▶ **What is being asked**: Rewrite the rows from the beginning through the line containing "MULTIPOLYGON (((376 200, 376", putting "ice" in place of "snow" and changing nothing else.
>> START The input
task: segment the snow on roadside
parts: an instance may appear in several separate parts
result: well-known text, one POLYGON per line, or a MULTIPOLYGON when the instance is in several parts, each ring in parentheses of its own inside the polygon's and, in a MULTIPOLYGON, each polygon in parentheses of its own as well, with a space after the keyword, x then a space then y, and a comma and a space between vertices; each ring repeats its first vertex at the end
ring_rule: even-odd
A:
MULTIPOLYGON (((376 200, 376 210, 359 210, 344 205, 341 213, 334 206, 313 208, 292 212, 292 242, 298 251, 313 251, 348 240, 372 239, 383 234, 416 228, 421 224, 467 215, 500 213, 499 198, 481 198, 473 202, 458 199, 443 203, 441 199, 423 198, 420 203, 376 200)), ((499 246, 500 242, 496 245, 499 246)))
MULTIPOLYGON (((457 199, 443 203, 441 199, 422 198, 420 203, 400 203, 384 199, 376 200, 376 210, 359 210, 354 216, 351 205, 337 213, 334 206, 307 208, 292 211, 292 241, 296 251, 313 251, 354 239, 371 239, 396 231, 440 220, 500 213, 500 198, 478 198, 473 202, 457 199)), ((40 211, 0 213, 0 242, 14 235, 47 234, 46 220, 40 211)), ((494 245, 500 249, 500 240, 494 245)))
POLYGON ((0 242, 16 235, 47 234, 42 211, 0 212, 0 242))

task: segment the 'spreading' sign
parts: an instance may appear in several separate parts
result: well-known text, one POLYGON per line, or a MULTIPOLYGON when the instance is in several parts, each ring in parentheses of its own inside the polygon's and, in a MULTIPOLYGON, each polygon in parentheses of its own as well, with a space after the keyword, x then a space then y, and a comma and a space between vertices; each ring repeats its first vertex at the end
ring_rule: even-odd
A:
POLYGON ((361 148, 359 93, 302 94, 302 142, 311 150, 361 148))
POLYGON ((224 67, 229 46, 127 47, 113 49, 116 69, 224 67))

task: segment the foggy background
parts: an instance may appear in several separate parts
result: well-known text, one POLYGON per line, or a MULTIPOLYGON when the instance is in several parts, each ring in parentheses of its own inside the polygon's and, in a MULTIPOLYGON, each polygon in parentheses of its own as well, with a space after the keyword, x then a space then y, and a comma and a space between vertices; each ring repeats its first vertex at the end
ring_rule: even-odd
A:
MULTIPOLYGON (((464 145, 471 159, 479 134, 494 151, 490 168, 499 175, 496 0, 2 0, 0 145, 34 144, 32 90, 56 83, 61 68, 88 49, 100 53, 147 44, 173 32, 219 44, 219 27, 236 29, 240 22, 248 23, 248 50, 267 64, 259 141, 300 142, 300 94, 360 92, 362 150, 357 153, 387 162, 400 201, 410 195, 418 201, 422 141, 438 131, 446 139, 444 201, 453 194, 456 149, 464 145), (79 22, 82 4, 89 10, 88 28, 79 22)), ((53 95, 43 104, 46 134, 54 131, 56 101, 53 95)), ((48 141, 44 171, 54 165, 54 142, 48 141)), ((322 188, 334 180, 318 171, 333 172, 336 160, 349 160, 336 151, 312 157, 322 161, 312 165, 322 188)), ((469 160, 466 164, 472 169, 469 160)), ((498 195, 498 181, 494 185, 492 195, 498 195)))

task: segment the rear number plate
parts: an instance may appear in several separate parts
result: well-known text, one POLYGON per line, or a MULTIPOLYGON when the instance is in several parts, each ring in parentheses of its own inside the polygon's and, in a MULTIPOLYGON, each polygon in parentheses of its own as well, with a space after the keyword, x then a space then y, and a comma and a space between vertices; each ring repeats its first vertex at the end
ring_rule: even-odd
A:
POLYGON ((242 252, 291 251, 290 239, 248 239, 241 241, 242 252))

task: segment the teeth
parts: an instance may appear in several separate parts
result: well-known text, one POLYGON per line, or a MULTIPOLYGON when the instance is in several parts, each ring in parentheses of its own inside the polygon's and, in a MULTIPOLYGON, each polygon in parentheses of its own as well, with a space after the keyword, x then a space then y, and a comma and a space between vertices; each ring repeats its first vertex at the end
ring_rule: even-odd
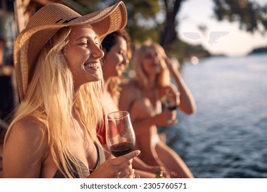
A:
POLYGON ((89 67, 89 68, 95 68, 95 67, 97 67, 97 64, 95 64, 95 63, 93 63, 93 64, 86 64, 85 66, 87 67, 89 67))

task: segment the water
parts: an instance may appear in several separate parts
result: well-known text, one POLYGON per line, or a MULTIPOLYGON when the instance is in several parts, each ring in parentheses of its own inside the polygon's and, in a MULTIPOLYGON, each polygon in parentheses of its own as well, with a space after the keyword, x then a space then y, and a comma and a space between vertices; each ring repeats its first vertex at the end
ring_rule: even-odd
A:
POLYGON ((186 64, 197 106, 165 129, 196 178, 267 178, 267 54, 186 64))

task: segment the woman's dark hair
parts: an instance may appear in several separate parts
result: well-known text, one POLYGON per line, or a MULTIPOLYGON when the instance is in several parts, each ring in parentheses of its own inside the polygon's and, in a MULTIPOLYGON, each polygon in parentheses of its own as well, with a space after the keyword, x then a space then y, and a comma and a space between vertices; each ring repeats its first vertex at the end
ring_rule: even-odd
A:
POLYGON ((102 40, 102 49, 105 53, 110 51, 110 49, 117 43, 117 37, 121 36, 126 40, 127 45, 127 57, 131 58, 131 38, 125 29, 116 31, 107 35, 102 40))

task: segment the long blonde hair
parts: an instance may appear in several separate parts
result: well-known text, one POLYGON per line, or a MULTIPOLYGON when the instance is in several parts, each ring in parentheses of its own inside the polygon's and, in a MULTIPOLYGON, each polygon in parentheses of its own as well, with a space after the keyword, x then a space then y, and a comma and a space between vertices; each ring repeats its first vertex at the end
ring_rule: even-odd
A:
POLYGON ((71 163, 80 169, 69 150, 68 128, 73 110, 79 115, 85 125, 85 138, 90 136, 97 143, 99 142, 96 128, 103 121, 103 80, 82 85, 74 101, 73 75, 62 53, 70 32, 70 27, 62 28, 42 48, 25 97, 16 112, 5 140, 5 143, 10 130, 18 120, 29 116, 38 119, 46 128, 48 147, 53 160, 67 178, 73 177, 71 163))
POLYGON ((170 73, 167 69, 164 58, 166 56, 162 47, 156 43, 151 41, 146 42, 136 51, 133 58, 133 67, 136 72, 136 80, 140 87, 145 87, 149 84, 149 77, 144 71, 142 66, 142 60, 144 59, 146 53, 149 49, 155 49, 160 56, 160 64, 162 70, 157 75, 155 85, 159 87, 167 86, 170 82, 170 73))

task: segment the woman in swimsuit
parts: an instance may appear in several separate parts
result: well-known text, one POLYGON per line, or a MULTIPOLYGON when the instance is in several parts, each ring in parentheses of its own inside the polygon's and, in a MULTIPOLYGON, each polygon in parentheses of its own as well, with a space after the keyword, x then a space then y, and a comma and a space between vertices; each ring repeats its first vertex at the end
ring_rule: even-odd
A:
POLYGON ((160 139, 157 125, 177 122, 176 110, 162 110, 162 99, 173 100, 174 107, 186 114, 196 110, 194 98, 175 66, 157 43, 147 43, 136 51, 133 60, 135 80, 123 85, 120 108, 131 114, 140 158, 149 165, 164 167, 172 178, 193 178, 182 159, 160 139), (167 66, 169 67, 168 69, 167 66), (177 88, 170 82, 170 72, 177 88))
POLYGON ((133 178, 134 151, 105 161, 101 39, 123 28, 119 2, 81 16, 61 4, 32 16, 18 36, 14 64, 21 104, 5 139, 3 178, 133 178))
MULTIPOLYGON (((104 114, 106 115, 120 110, 120 85, 123 79, 123 73, 131 58, 131 39, 127 31, 123 29, 106 36, 101 45, 105 52, 103 66, 103 104, 104 114)), ((105 128, 99 129, 99 131, 101 144, 105 146, 105 128)), ((105 154, 107 158, 113 157, 108 151, 105 154)), ((150 166, 138 157, 134 159, 133 167, 140 178, 155 178, 155 173, 161 169, 160 166, 150 166)))

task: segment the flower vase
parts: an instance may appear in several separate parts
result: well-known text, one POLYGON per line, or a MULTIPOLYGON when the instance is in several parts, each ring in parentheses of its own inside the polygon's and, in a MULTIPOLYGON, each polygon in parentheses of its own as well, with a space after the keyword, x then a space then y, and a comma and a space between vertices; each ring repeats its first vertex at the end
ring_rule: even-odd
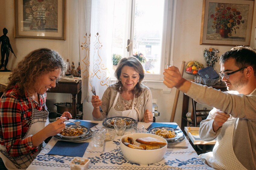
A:
POLYGON ((37 23, 37 27, 38 29, 43 29, 46 23, 46 20, 44 19, 38 19, 37 23))
POLYGON ((219 29, 219 34, 222 38, 229 38, 229 33, 231 32, 231 30, 229 28, 227 28, 226 29, 223 28, 219 29))

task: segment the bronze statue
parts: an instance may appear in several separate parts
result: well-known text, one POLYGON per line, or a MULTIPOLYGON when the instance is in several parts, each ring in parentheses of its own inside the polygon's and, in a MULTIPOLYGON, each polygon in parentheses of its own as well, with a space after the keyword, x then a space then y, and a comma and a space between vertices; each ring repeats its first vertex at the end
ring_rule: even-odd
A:
POLYGON ((9 56, 10 55, 10 50, 12 53, 13 53, 15 57, 15 54, 13 52, 13 50, 11 48, 11 46, 10 43, 10 40, 9 37, 6 36, 6 34, 8 32, 8 30, 5 28, 3 29, 3 33, 4 35, 0 37, 0 44, 2 43, 1 45, 1 66, 0 66, 0 69, 4 66, 4 61, 5 60, 5 56, 6 56, 5 61, 5 70, 7 70, 6 66, 8 63, 9 56))

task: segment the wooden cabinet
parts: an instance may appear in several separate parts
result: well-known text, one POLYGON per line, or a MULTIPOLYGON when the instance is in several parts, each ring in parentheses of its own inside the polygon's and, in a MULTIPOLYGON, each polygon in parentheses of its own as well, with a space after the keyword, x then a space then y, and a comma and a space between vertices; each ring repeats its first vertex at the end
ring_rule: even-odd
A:
MULTIPOLYGON (((47 91, 47 93, 69 93, 72 95, 72 112, 73 117, 77 118, 76 115, 78 113, 76 111, 76 97, 77 95, 77 103, 80 106, 80 110, 82 111, 82 105, 81 102, 82 94, 82 81, 76 82, 59 82, 56 84, 54 88, 52 88, 47 91)), ((81 116, 79 116, 81 117, 81 116)))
>> END The input
▶ **Expected answer**:
task: segment the ice on roadside
parts: an instance may appear in several separate parts
result: well-known text, one POLYGON per line, or a MULTIPOLYGON when the instance is in several parts, each ring in parentheses of its own inside the polygon's and, in a MULTIPOLYGON, each polygon in parentheses of its own as well, with a space after the keyword, x then a space then y, and a comma and a space between vertices; each ring repeats its first vertex at the end
ring_rule: even-odd
A:
MULTIPOLYGON (((376 200, 376 210, 359 210, 344 205, 341 213, 334 206, 313 208, 292 212, 292 242, 298 251, 313 251, 348 240, 372 239, 383 234, 416 228, 421 224, 467 215, 500 213, 499 198, 481 198, 473 202, 458 199, 443 203, 441 199, 423 198, 420 203, 376 200)), ((499 246, 500 242, 496 245, 499 246)))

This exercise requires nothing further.